EXCERPTED RECORDS >>
================

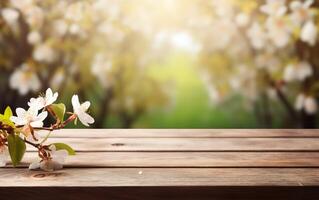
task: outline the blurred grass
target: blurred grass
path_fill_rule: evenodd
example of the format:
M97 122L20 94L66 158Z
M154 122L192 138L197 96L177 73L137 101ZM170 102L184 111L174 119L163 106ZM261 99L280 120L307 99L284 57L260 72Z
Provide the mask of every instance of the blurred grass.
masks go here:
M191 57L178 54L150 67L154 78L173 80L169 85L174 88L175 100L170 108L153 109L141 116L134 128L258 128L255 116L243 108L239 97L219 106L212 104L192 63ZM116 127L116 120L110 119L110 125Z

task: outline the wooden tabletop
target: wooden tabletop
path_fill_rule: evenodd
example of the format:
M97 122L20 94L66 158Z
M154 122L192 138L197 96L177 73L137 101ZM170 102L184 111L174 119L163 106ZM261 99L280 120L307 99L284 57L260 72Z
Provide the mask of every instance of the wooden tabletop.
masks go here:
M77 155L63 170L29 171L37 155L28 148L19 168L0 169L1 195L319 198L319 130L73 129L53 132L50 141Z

================

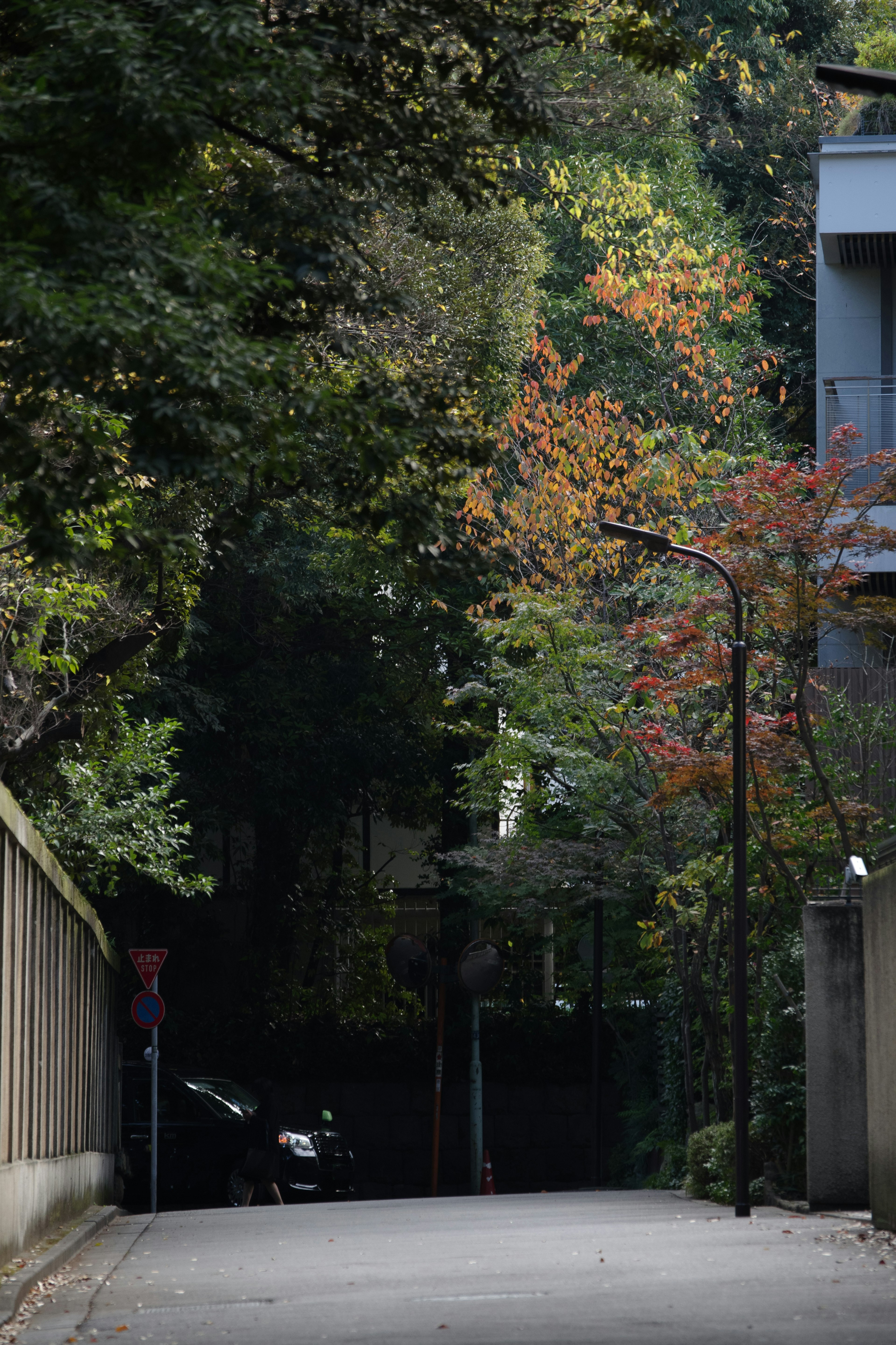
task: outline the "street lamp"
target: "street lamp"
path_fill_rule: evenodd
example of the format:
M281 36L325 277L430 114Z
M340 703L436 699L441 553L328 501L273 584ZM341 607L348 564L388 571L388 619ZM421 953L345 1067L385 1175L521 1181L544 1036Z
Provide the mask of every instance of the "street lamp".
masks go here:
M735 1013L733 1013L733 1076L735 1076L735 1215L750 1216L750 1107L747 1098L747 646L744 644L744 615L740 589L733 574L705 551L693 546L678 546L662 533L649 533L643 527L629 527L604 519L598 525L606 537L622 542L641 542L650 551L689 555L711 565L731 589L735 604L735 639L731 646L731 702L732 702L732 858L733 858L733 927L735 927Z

================

TASK DESCRIPTION >>
Reproduce word for word the lines from the one containing "task: outline the blurred grass" up to and including the one containing "M191 57L178 54L150".

ANSWER TO THE PROBLEM >>
task: outline the blurred grass
target: blurred grass
path_fill_rule: evenodd
example of the format:
M97 122L20 94L66 158Z
M154 122L192 138L197 96L177 73L137 101ZM170 102L184 111L174 119L163 106ZM261 99L280 120L307 99L284 57L260 72Z
Provide the mask of every instance of the blurred grass.
masks go here:
M191 57L178 54L150 67L154 78L173 80L169 85L174 88L175 100L170 108L153 109L141 116L134 128L258 128L255 116L243 108L239 97L219 106L212 104L192 63ZM116 127L116 120L110 119L110 125Z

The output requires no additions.